Records drawn from a dataset:
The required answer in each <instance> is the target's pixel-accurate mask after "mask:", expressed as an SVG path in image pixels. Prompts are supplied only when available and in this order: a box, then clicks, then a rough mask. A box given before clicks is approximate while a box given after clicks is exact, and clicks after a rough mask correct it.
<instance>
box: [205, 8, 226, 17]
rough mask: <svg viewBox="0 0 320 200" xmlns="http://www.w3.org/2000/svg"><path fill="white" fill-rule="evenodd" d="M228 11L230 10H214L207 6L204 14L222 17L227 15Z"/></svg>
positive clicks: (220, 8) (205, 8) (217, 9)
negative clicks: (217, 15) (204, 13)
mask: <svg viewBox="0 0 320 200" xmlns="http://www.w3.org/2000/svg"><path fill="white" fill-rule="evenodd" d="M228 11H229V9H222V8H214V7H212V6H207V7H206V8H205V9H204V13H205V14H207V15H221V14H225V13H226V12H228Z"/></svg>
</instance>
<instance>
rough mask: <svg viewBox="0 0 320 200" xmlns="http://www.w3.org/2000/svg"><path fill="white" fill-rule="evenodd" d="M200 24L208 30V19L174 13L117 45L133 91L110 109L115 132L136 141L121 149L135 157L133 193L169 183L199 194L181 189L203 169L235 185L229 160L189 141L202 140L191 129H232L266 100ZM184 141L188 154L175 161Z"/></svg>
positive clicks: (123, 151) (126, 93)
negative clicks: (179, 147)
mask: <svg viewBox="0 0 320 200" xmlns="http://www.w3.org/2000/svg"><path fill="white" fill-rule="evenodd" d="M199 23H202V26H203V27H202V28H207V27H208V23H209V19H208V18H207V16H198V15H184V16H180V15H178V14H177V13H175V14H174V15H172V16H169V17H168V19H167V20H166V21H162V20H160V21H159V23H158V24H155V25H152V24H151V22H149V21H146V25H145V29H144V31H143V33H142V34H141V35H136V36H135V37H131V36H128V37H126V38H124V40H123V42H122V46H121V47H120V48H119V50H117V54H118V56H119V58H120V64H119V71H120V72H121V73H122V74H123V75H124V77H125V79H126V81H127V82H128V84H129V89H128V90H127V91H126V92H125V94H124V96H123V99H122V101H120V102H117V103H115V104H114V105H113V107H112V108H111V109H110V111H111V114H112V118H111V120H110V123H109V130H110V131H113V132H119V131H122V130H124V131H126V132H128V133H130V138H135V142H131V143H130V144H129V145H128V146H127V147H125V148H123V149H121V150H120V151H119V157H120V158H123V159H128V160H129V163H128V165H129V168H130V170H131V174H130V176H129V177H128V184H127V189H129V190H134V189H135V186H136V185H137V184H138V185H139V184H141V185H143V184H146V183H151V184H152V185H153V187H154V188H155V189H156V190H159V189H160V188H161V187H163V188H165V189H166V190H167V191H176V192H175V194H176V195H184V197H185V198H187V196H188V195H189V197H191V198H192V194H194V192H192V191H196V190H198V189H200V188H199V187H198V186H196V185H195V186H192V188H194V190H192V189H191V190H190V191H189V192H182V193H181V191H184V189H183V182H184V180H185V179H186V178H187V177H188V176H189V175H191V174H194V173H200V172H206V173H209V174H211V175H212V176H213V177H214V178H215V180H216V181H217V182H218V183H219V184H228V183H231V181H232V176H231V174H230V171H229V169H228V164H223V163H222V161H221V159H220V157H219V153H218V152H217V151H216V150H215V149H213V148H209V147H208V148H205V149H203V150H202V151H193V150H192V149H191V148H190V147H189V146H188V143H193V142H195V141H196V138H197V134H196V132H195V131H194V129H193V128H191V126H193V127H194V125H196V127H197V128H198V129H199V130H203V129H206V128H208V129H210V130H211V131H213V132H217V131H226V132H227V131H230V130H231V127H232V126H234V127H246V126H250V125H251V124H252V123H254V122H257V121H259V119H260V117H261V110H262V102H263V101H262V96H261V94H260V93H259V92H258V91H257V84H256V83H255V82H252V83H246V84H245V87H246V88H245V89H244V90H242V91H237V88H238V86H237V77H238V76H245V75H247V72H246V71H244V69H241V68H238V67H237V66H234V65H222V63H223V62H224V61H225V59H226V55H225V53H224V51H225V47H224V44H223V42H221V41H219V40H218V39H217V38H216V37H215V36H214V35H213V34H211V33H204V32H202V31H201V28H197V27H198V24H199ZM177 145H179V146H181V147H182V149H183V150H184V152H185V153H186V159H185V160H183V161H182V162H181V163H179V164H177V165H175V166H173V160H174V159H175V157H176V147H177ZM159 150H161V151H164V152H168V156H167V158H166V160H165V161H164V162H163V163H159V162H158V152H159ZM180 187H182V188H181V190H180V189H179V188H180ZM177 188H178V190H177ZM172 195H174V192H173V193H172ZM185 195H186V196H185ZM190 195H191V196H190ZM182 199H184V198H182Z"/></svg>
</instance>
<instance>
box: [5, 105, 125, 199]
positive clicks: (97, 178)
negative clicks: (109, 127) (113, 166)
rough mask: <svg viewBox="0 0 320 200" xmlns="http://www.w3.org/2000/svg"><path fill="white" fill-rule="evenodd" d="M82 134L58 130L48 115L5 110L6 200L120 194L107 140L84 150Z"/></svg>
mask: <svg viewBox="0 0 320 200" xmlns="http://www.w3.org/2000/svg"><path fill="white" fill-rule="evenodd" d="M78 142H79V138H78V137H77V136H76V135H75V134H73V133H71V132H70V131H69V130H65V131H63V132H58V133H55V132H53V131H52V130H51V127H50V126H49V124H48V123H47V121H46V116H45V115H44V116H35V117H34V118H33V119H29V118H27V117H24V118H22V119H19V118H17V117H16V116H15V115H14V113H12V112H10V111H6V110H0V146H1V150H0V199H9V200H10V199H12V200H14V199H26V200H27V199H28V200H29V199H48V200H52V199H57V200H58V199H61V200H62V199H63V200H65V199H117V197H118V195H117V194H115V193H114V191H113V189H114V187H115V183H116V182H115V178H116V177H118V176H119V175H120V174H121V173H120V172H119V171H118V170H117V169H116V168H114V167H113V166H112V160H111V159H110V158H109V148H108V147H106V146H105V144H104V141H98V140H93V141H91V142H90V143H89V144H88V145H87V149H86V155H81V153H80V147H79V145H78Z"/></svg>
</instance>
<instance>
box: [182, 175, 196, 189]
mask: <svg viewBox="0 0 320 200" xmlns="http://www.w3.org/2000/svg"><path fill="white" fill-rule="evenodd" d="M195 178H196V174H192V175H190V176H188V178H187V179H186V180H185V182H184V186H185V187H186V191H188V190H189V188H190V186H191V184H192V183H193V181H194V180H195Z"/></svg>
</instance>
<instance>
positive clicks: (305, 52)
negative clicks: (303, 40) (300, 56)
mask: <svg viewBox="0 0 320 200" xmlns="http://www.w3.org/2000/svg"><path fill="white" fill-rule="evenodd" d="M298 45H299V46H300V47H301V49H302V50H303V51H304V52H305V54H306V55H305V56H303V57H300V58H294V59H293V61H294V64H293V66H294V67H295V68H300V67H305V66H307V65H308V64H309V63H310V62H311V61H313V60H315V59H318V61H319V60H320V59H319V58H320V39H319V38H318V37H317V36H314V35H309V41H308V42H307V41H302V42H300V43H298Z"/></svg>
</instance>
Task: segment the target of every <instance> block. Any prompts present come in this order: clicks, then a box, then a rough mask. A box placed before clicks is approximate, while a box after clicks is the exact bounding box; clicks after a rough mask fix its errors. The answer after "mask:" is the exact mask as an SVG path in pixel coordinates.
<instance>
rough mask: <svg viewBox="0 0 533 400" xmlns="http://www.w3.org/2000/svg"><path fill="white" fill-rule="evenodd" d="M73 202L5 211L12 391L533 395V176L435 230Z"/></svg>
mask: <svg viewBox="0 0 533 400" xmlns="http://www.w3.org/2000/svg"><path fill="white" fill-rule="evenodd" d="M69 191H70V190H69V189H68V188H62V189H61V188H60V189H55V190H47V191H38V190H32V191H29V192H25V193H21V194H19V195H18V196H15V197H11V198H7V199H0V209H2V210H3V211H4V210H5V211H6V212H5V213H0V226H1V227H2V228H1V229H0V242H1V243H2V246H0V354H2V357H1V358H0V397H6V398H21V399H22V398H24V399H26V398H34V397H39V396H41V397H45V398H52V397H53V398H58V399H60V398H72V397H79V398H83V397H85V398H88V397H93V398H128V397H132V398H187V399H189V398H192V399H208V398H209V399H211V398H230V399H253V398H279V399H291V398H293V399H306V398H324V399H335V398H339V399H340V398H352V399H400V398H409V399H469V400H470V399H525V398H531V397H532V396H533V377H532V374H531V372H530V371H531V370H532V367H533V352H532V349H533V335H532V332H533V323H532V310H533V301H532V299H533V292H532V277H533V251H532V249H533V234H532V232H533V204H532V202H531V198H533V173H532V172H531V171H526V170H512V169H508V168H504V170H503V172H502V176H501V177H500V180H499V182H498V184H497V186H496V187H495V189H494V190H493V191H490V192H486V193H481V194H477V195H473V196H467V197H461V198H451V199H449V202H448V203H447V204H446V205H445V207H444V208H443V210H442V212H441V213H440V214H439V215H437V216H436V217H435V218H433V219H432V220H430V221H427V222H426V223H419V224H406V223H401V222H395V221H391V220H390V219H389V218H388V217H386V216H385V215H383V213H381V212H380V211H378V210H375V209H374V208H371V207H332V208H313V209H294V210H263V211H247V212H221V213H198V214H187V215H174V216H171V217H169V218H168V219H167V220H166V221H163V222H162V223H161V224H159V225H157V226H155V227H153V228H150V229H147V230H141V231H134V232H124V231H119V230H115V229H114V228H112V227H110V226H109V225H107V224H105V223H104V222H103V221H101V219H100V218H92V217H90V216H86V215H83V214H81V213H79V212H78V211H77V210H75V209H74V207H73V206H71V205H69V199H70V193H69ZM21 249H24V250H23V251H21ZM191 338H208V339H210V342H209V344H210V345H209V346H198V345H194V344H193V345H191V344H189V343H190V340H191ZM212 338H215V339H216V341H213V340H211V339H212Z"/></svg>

What the exercise asks —
For the lines above, output exactly those from the line containing "positive clicks: (220, 8) (205, 8) (217, 9)" through the line containing "positive clicks: (123, 151) (126, 93)", and skip the others.

Response to the exercise —
positive clicks: (220, 8) (205, 8) (217, 9)
negative clicks: (217, 15) (204, 13)
mask: <svg viewBox="0 0 320 200" xmlns="http://www.w3.org/2000/svg"><path fill="white" fill-rule="evenodd" d="M228 11H229V9H222V8H214V7H212V6H207V7H206V8H205V9H204V13H205V14H207V15H221V14H225V13H226V12H228Z"/></svg>
</instance>
<instance>
rough mask: <svg viewBox="0 0 320 200" xmlns="http://www.w3.org/2000/svg"><path fill="white" fill-rule="evenodd" d="M200 24L208 30V19L174 13L117 45L133 91L110 109L115 132L136 141L121 149L135 157L133 193L169 183L199 194L181 189L203 169L235 185L229 160L189 141L202 140L191 129H232L266 100ZM184 141L188 154L175 161Z"/></svg>
positive clicks: (123, 151) (126, 93)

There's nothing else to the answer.